Task to complete ▸ Every record below should be repeated exactly, with the pictures left out.

START Data supplied

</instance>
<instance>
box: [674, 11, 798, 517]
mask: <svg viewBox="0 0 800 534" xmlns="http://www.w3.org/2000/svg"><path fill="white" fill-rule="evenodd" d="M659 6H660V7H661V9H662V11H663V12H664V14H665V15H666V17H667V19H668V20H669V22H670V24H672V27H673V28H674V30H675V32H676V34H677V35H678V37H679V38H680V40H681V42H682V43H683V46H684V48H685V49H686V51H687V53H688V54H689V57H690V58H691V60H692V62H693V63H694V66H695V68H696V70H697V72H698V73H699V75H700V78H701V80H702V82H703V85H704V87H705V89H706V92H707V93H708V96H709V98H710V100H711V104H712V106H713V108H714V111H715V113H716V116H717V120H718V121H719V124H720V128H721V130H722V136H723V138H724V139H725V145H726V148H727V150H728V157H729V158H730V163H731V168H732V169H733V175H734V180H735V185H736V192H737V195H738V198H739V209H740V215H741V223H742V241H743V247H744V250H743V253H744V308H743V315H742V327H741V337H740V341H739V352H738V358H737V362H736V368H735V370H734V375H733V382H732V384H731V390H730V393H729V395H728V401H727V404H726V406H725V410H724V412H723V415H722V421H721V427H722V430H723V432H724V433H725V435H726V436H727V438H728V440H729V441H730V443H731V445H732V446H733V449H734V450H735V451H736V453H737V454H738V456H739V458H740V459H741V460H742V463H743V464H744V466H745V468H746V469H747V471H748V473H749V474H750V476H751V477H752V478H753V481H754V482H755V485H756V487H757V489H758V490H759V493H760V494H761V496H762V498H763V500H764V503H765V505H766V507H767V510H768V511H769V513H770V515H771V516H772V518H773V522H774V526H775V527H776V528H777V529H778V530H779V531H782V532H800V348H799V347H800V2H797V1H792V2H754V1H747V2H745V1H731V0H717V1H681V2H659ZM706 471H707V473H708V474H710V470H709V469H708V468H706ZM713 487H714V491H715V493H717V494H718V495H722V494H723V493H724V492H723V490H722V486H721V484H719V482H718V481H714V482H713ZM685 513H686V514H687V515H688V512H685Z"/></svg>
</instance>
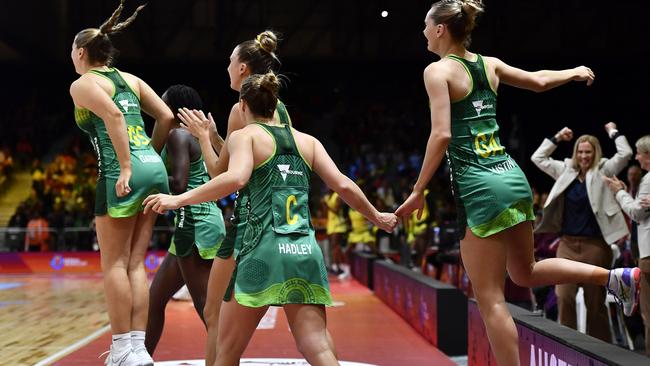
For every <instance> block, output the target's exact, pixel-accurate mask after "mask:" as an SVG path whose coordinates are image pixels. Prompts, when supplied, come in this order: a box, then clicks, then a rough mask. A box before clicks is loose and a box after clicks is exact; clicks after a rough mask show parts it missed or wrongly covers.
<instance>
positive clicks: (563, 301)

END Data supplied

Expected answer ▸
</instance>
<instance>
box: [674, 11, 798, 517]
mask: <svg viewBox="0 0 800 534" xmlns="http://www.w3.org/2000/svg"><path fill="white" fill-rule="evenodd" d="M659 6H660V7H661V9H662V11H663V12H664V14H665V15H666V17H667V19H668V20H669V22H670V24H672V27H673V28H674V30H675V32H676V34H677V35H678V37H679V38H680V40H681V42H682V43H683V46H684V48H685V49H686V51H687V53H688V54H689V57H690V58H691V60H692V62H693V63H694V66H695V68H696V70H697V72H698V73H699V75H700V78H701V80H702V82H703V85H704V87H705V89H706V92H707V93H708V96H709V98H710V100H711V104H712V106H713V108H714V111H715V113H716V116H717V120H718V121H719V124H720V128H721V130H722V136H723V138H724V139H725V145H726V148H727V150H728V157H729V158H730V163H731V168H732V169H733V175H734V180H735V185H736V192H737V195H738V198H739V209H740V215H741V223H742V241H743V247H744V250H743V253H744V308H743V315H742V327H741V337H740V341H739V352H738V358H737V362H736V368H735V370H734V375H733V382H732V384H731V390H730V393H729V395H728V401H727V404H726V406H725V410H724V412H723V415H722V421H721V427H722V430H723V432H724V433H725V435H726V436H727V438H728V440H729V441H730V443H731V445H732V446H733V449H734V450H735V451H736V453H737V454H738V456H739V458H740V459H741V460H742V463H743V464H744V466H745V468H746V469H747V471H748V473H749V474H750V476H751V477H752V478H753V481H754V482H755V485H756V487H757V489H758V490H759V493H760V494H761V496H762V498H763V500H764V503H765V505H766V507H767V510H768V511H769V513H770V515H771V516H772V518H773V522H774V526H775V527H776V528H777V529H778V530H779V531H782V532H800V348H799V347H800V2H797V1H792V2H754V1H747V2H745V1H731V0H717V1H681V2H659ZM706 471H707V473H708V474H710V470H709V469H708V468H706ZM713 487H714V491H715V493H717V494H718V495H722V494H723V493H724V492H723V490H722V486H721V484H719V482H718V481H714V482H713ZM685 513H686V514H687V515H688V512H685Z"/></svg>
</instance>
For every <instance> block, output the target's exact, pixel-accurate mask after "mask:" as an SVG path whose coordinates are image pixels. Prompts, when supplied, come in this order: a box, then clicks, then a rough mask. A box before clicks is loose and a box after clicks is exact; clicks after a rough mask show parts it missed or wrongly covers.
<instance>
positive clicks: (563, 301)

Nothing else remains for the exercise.